> [Instructions to follow]
Copy every line of the records below where the word "black" occurs.

(Items from a dataset)
.....

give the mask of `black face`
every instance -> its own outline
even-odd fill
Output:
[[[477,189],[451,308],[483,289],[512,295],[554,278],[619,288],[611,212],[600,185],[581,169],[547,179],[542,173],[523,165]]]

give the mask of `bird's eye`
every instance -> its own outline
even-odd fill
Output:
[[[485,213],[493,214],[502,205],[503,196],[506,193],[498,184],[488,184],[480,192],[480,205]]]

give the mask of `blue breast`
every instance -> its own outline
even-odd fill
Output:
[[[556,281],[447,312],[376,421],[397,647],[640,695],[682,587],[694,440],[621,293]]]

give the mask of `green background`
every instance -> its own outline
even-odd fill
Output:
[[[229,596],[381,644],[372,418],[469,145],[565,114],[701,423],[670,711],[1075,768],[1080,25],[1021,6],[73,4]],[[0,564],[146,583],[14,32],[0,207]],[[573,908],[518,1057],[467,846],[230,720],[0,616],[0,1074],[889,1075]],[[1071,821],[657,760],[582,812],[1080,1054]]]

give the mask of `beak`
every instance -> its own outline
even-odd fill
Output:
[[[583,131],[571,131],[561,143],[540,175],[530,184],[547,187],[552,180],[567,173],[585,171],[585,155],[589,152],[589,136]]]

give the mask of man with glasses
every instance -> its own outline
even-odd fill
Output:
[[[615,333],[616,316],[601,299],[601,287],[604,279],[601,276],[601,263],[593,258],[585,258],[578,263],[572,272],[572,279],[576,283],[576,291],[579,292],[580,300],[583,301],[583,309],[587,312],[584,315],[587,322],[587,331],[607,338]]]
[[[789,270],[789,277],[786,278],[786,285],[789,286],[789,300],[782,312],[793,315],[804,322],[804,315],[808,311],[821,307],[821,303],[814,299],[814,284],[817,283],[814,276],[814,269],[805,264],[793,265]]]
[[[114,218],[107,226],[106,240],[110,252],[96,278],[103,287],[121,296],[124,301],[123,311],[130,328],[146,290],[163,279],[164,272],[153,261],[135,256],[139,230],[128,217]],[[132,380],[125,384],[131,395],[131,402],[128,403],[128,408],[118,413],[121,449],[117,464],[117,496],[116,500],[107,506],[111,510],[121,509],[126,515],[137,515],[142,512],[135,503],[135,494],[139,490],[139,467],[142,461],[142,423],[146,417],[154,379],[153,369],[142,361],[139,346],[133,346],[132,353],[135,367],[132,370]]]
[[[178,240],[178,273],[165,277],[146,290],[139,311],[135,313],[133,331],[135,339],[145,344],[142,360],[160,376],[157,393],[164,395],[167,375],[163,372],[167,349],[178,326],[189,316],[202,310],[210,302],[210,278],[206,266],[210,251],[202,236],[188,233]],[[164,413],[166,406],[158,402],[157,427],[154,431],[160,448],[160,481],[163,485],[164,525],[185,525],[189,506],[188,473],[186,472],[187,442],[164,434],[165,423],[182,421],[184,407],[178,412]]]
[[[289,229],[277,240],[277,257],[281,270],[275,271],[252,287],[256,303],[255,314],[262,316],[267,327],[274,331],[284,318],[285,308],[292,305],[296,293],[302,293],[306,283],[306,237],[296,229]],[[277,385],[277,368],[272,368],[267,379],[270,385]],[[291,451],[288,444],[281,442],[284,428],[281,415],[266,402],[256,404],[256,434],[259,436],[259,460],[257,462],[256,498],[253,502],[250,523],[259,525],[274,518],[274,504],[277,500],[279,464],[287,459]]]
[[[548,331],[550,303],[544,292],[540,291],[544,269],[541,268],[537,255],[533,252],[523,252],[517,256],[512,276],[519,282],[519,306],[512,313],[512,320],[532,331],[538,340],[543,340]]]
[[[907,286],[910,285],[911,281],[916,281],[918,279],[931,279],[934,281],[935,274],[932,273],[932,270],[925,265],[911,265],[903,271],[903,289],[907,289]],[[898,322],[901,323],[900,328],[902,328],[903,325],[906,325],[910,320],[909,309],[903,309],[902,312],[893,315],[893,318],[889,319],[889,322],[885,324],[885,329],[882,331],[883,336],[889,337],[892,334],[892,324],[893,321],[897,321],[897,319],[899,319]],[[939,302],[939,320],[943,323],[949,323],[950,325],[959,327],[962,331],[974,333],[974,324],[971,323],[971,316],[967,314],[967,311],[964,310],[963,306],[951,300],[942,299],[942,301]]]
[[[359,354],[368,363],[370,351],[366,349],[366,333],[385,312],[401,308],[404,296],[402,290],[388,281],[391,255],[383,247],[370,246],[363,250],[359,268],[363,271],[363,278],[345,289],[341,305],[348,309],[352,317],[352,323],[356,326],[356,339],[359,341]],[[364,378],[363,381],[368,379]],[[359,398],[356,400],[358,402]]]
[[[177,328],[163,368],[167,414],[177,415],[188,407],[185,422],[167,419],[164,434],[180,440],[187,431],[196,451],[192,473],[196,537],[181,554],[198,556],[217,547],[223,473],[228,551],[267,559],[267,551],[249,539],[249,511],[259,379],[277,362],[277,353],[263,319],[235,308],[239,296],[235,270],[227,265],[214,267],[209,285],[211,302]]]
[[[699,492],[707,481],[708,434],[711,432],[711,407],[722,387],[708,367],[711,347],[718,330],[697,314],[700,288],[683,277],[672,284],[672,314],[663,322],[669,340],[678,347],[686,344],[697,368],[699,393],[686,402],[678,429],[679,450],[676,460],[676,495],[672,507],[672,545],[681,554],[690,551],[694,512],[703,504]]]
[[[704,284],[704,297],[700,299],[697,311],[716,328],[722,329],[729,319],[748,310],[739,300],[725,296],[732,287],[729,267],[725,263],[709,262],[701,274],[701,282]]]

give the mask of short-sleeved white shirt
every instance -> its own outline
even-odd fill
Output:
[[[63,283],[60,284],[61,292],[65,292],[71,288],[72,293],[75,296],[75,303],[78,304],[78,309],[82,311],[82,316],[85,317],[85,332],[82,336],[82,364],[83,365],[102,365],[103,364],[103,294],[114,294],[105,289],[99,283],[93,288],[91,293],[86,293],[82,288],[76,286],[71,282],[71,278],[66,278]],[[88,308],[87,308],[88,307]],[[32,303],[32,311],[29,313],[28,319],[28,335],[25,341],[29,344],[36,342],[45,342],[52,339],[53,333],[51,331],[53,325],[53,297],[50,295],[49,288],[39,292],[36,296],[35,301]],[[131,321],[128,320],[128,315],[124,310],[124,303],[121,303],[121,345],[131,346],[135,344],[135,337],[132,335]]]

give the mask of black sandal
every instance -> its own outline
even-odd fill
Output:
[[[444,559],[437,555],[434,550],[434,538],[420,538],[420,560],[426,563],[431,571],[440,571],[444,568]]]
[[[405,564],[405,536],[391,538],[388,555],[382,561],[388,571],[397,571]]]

.....

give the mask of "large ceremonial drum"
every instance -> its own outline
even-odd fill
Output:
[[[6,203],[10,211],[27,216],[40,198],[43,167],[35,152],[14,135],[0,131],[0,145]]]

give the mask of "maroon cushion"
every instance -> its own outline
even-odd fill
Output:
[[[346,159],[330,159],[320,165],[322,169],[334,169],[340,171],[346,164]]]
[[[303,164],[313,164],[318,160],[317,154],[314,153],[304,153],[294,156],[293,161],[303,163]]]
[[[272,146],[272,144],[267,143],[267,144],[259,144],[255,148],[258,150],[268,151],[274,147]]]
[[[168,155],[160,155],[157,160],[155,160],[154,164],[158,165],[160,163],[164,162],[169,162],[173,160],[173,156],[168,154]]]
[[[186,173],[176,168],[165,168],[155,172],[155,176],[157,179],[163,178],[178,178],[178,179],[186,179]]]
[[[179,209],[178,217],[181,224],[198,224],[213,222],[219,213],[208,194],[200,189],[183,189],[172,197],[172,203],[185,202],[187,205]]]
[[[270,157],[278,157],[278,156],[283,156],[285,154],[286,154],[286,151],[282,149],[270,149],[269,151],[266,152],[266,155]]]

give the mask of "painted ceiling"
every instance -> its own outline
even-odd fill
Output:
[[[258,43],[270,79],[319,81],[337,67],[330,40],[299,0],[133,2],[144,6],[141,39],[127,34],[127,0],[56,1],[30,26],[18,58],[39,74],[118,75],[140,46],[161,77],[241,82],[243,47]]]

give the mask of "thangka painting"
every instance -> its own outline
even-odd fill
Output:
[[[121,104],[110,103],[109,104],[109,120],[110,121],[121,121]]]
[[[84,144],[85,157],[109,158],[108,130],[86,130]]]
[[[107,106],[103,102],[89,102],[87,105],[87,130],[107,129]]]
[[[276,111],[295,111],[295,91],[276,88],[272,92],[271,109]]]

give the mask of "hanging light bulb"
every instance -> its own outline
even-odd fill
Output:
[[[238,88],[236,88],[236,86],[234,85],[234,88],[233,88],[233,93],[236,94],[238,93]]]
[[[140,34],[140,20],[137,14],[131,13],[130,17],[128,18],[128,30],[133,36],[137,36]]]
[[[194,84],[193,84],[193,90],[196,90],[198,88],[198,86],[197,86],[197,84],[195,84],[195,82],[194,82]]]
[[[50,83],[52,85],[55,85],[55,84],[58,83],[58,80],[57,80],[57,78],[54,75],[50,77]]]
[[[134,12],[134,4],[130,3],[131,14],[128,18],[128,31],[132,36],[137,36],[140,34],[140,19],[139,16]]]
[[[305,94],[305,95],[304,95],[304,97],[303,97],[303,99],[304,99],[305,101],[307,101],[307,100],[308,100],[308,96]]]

.....

> [Solution to this task]
give the mask of `black face`
give the mask of black sandal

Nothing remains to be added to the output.